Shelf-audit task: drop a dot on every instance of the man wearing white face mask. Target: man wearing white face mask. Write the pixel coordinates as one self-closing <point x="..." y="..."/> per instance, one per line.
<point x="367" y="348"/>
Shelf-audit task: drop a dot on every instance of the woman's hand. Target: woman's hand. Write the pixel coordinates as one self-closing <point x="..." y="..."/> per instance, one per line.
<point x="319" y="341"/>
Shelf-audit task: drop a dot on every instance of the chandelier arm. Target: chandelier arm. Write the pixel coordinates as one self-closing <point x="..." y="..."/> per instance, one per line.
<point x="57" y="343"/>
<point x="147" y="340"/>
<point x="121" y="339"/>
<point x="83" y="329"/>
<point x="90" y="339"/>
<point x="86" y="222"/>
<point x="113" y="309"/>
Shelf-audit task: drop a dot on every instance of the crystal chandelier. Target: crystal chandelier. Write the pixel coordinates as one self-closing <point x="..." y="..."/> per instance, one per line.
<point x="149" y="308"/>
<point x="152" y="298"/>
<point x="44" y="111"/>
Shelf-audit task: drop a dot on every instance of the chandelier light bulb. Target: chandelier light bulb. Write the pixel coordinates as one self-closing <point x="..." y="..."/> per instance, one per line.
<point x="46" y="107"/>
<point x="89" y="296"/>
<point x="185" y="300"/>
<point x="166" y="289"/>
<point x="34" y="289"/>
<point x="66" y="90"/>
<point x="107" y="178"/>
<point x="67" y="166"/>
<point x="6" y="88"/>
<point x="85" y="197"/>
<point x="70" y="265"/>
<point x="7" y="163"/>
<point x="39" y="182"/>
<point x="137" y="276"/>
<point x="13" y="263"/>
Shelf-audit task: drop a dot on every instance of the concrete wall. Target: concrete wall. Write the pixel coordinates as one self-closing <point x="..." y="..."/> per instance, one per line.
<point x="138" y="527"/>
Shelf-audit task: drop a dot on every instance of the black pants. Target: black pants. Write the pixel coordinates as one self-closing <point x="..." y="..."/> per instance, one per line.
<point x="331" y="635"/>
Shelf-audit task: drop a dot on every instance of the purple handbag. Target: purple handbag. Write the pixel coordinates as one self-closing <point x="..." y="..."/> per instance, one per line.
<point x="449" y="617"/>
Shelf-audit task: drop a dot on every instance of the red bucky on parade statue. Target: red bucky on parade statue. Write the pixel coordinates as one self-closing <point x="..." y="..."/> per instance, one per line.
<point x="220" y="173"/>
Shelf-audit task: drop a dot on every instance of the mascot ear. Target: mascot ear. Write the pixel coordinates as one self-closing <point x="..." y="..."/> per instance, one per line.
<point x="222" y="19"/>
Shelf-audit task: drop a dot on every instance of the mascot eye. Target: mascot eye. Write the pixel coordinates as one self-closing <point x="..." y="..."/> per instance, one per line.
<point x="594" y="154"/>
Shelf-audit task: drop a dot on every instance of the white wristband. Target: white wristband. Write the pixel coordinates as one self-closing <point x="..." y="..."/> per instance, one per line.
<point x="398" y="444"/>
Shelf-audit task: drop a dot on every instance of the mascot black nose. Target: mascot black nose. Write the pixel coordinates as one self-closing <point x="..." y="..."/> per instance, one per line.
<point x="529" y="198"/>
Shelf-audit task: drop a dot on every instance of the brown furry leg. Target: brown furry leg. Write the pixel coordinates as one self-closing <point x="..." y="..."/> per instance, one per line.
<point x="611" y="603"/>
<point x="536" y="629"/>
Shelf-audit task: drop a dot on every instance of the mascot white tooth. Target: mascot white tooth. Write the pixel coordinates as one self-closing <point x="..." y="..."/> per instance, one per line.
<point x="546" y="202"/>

|---|

Nothing may be omitted or altered; reproduce all of the entries.

Shelf-audit task: drop a dot on every instance of the man wearing white face mask. Target: man wearing white face mask. Write the pixel coordinates as one self-closing <point x="..." y="..."/> per instance, one per line.
<point x="367" y="348"/>
Shelf-audit task: drop a dot on every instance of the woman's hand. Target: woman's hand. Write the pixel coordinates as one self-closing <point x="..." y="..."/> per instance, one per line.
<point x="319" y="341"/>
Shelf-audit task: drop a dot on every instance of the chandelier arm. Target: chandelier arm. Write the pixel coordinates as one self-closing <point x="..." y="..."/> per instance, one per line.
<point x="57" y="343"/>
<point x="147" y="340"/>
<point x="121" y="339"/>
<point x="83" y="329"/>
<point x="90" y="339"/>
<point x="86" y="222"/>
<point x="113" y="309"/>
Shelf-audit task: drop a dot on every instance of the crystal chandelier. Target: crystal chandelier. Write the pixel coordinates as one self-closing <point x="..." y="..."/> per instance, one per line.
<point x="149" y="308"/>
<point x="152" y="298"/>
<point x="44" y="111"/>
Shelf-audit task: drop a dot on every instance of the chandelier light bulb. Target: chandelier light bulb. Write the pixel coordinates as one self-closing <point x="..." y="..."/> per instance, one per line.
<point x="46" y="107"/>
<point x="89" y="296"/>
<point x="185" y="300"/>
<point x="166" y="289"/>
<point x="34" y="289"/>
<point x="66" y="90"/>
<point x="107" y="178"/>
<point x="67" y="166"/>
<point x="6" y="88"/>
<point x="85" y="197"/>
<point x="70" y="265"/>
<point x="7" y="163"/>
<point x="39" y="182"/>
<point x="137" y="276"/>
<point x="13" y="263"/>
Shelf-audit task: drop a dot on every instance of the concrete wall. Target: concrete wall. Write the pixel coordinates as one self-closing <point x="..." y="..."/> per instance, one per line.
<point x="138" y="527"/>
Shelf-audit task: drop a dot on every instance of the black pants. Target: black pants. Write the pixel coordinates as one self-closing <point x="..." y="..."/> per instance, one per line.
<point x="331" y="635"/>
Shelf-audit task: drop a dot on every instance of the purple handbag. Target: purple handbag. Write the pixel coordinates as one self-closing <point x="..." y="..."/> per instance, one per line.
<point x="449" y="617"/>
Shelf-audit task: drop a dot on every instance of the red bucky on parade statue. Target: red bucky on parade statue. Write the pixel coordinates as one self-closing <point x="..." y="..."/> per instance, one per line.
<point x="220" y="173"/>
Shelf-audit task: drop a dot on every instance of the mascot ear. Target: mascot ear. Write the pixel coordinates as one self-closing <point x="..." y="..."/> per instance, one per line.
<point x="222" y="19"/>
Shelf-audit task: drop a dot on every instance of the mascot eye. Target: mascot eye. Write the pixel coordinates as one self-closing <point x="..." y="..."/> per instance, one per line.
<point x="594" y="154"/>
Shelf-audit task: drop a dot on every instance of the white wristband. Target: white wristband. Write the pixel coordinates as one self-closing <point x="..." y="..."/> per instance, one per line.
<point x="398" y="444"/>
Shelf-audit task: drop a dot on every instance of the mascot black nose. Target: mascot black nose. Write the pixel coordinates as one self-closing <point x="..." y="..."/> per instance, one per line.
<point x="529" y="198"/>
Shelf-audit task: drop a dot on every instance of the brown furry leg. Target: brown furry leg. Write the pixel coordinates as one self-closing <point x="..." y="..."/> per instance, one per line.
<point x="611" y="603"/>
<point x="536" y="629"/>
Shelf-audit task: drop a dot on every instance of the mascot white tooth. Target: mascot white tooth. Write the pixel coordinates as one self-closing <point x="..." y="..."/> per instance, one per line.
<point x="546" y="202"/>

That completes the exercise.